▶ **Assignment**
Reproduce, word for word, the part of the personal reflection starting with "Excited to explore." and going on through "in five years.".
*** Provided passage ***
An area where I'm free to be myself and tell my thoughts.
My learnings.
My leanings.
Every day I'm growing.
Eyes are opening.
Breathing deeper.
Excited to explore.
Claudia told me this week that I am "courageous".
Fearful and timid seem more like it.
But, oh how I long to be what she said.
Podcast I was listening to yesterday said to make a list.
Three adjectives.
Words I want to be true of me in five years.
Hmmmm....
He said high achievers will make this list.
I decided to be a "high achiever".
 1.)  Joyful (full of joy).
 2.)  Healthy (stop seeing myself as a disease waiting to happen).
 3.)  Courageous (for real... excited about what this life has to offer).
I want to say "I'm not afraid anymore!"
I want to trust God with my life.
Not a naive look at life.
But a deep gut level belief that I am loved by God.
That we all are.
I went to the doctor a couple of days ago.
Told her I think I'm ready to wean off my Prozac.
Lord have mercy.
I'm taking it slow.
I told her I want to feel again.
To cry again.
*** End of Provided passage ***
*** Record extracts ***
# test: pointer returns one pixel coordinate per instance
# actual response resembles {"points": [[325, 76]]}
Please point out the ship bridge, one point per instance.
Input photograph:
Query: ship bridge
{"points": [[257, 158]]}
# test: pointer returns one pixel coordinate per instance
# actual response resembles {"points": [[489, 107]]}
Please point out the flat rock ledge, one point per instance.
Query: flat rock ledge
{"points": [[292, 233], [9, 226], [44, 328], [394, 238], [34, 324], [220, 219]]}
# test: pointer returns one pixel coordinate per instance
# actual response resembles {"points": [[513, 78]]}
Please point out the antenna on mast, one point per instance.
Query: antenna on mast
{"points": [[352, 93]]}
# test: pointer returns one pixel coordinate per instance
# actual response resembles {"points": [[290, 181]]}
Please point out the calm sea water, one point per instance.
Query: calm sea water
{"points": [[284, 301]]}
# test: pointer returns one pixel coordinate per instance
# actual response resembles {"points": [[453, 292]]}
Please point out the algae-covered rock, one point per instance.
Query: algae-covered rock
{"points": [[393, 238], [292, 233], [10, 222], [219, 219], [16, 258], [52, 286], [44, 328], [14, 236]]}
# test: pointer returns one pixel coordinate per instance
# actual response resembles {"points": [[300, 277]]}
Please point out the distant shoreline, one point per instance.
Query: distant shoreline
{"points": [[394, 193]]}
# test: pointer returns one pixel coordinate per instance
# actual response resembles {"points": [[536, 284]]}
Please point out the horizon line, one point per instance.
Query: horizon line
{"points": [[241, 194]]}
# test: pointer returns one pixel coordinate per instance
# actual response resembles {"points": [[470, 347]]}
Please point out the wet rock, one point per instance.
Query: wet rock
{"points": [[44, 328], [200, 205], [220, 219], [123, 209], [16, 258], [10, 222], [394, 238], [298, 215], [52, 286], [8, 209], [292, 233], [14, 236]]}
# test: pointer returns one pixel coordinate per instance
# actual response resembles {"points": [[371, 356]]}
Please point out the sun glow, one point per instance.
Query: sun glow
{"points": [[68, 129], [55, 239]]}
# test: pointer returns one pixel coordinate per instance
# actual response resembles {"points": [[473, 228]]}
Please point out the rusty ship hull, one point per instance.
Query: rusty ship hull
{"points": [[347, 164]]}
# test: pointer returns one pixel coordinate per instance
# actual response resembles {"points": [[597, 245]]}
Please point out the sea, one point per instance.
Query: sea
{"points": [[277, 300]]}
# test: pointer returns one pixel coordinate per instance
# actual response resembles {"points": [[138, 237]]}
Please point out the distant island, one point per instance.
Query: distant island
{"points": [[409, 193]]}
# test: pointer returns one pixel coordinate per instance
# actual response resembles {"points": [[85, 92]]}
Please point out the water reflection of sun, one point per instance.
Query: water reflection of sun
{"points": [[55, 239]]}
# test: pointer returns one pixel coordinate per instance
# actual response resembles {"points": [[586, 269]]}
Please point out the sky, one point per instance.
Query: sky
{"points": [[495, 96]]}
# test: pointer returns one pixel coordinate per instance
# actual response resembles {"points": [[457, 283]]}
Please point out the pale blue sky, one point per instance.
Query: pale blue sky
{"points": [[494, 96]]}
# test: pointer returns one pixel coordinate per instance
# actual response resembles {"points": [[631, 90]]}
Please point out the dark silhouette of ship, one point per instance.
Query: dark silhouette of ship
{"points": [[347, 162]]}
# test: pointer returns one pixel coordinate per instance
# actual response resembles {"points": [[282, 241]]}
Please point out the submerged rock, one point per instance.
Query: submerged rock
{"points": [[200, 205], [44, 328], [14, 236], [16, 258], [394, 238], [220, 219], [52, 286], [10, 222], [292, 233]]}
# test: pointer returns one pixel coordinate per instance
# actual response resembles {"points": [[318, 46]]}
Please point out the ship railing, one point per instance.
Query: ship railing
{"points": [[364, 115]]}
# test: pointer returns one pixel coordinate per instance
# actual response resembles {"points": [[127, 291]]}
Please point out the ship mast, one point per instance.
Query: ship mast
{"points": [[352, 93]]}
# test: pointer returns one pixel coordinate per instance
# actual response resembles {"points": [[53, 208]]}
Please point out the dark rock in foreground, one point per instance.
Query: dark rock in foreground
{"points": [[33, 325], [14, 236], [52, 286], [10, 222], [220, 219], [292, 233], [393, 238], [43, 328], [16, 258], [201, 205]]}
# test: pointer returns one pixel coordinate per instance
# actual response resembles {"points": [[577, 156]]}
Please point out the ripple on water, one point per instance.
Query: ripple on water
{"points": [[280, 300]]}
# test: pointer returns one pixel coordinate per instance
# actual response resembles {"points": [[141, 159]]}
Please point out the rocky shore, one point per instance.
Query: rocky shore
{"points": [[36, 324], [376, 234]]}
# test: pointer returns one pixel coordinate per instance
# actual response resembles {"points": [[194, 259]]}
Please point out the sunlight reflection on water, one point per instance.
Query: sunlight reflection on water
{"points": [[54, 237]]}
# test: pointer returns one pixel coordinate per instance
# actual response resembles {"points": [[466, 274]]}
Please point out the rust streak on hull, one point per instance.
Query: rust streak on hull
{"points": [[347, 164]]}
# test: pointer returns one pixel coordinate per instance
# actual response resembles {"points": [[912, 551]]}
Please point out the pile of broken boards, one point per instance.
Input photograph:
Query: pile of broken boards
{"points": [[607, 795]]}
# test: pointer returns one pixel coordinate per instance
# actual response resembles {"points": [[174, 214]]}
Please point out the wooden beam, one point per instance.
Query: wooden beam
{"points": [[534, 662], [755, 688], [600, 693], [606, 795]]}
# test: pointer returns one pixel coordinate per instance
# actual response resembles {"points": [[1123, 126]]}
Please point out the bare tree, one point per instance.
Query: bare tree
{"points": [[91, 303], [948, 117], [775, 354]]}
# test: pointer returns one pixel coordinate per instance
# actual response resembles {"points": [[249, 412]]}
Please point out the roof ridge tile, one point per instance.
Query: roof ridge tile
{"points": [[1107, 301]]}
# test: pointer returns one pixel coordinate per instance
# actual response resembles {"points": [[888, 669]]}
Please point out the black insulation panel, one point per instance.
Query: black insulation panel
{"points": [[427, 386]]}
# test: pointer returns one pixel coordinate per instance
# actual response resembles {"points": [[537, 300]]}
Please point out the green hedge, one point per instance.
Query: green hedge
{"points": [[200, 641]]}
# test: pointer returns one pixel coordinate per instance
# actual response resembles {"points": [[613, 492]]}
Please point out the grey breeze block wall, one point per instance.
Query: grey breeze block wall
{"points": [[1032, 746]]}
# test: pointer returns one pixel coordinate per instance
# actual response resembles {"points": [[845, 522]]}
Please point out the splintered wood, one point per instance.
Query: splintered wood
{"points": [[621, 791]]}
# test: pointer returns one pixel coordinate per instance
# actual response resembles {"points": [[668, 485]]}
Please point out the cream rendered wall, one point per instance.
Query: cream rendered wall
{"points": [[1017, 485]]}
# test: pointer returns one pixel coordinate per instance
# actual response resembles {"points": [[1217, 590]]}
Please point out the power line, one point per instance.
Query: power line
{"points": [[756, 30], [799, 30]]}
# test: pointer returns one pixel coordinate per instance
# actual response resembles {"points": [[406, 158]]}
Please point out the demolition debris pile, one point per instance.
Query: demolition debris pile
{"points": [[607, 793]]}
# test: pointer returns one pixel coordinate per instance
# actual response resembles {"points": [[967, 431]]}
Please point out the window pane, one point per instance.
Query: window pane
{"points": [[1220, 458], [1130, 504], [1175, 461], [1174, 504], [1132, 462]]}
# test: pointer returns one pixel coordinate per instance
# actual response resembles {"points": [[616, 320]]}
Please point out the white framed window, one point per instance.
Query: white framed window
*** End of Record extracts ***
▶ **Solution to the problem**
Excited to explore.
Claudia told me this week that I am "courageous".
Fearful and timid seem more like it.
But, oh how I long to be what she said.
Podcast I was listening to yesterday said to make a list.
Three adjectives.
Words I want to be true of me in five years.